Percebo ter uma certa graça para o discernimento dos espíritos, mas isso nasceu tão cedo em mim e tão conjugado com a minha natureza, que foi só muito tempo depois, quando eu tinha mais ou menos cinquenta ou sessenta anos, que me chegou ao espírito a ideia de que esse fenômeno era discernimento dos espíritos.

Como Dr. Plinio deu-se conta de que possuía discernimento dos espíritos

Talvez tenha concorrido para isso o meu empenho em não me comparar com ninguém. Então, está se dando comigo, logo ocorre com todo mundo, todas as pessoas são assim. Mas depois, fazendo um retrospecto.

Como cheguei a dar-me conta de que isso era discernimento dos espíritos? Foi por uma operação, onde a coisa saltava com uma evidência de arrebentar e que era o seguinte: se todo mundo visse como eu vejo, as pessoas agiriam em muitas ocasiões com muito mais habilidade do que de fato costumam agir. Isso é uma prova de que não veem a situação como está. E também entenderiam muito melhor o que eu digo e se compenetrariam muito mais. Mais uma prova de que não veem a situação como eu vejo.
——
→ Enunciado da tarefa: Dê continuidade ao trecho acima sobre o discernimento dos espíritos, começando logo depois da última frase dele.
——
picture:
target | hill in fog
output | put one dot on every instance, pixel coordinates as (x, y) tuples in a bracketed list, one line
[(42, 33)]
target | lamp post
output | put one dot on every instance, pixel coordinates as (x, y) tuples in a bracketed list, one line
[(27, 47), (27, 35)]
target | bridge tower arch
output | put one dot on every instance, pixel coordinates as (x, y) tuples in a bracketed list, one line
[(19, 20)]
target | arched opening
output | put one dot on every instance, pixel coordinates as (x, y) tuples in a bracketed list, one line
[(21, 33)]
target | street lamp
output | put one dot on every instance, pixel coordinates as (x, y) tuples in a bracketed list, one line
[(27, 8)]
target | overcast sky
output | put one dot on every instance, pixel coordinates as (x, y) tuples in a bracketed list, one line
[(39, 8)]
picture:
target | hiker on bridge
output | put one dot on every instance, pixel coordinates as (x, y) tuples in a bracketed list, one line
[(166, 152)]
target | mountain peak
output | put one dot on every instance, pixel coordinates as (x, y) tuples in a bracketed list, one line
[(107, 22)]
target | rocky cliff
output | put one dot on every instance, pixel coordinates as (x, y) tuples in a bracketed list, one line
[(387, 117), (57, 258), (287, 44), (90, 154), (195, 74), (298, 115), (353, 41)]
——
→ Resultado da tarefa:
Por outro lado, em nada do que li em Psicologia, etc., encontrei algum traço, vestígio de que as pessoas têm facilidade de ver a mente dos outros como eu vejo. Dada a relação disso com a minha vocação, como a serve e sendo até indispensável para que ela se realize, em consequência é realmente imprescindível o discernimento dos espíritos. Vamos aos livros de Teologia para ver o que dizem sobre esse tema, e conferem com o que eu percebo em mim; logo, é mesmo discernimento dos espíritos. Foi por este processo que cheguei a me persuadir disso.

Como apareceu no meu espírito o discernimento, todo gotejante de dúvidas, a respeito da opinião pública? A expressão “Revolução Industrial” eu conheci na década de 1930, porque nunca notei a pronunciarem diante de mim antes disso, ou se pronunciaram não fixei a atenção. Li um artigo escrito por uma pessoa que tinha sido acusada de não gostar da Revolução Industrial e que, para se livrar dessa pecha, dizia-se fanática dessa Revolução e dava as razões de seu fanatismo.

Foi nessa ocasião que cogitei: “Revolução Industrial: que expressão bem pensada, não vou mais me esquecer dela.” Mas, antes disso, eu já entendia o que era. Eu não sabia dar nomes aos bois, mas já sabia qual era o boi daquele nome.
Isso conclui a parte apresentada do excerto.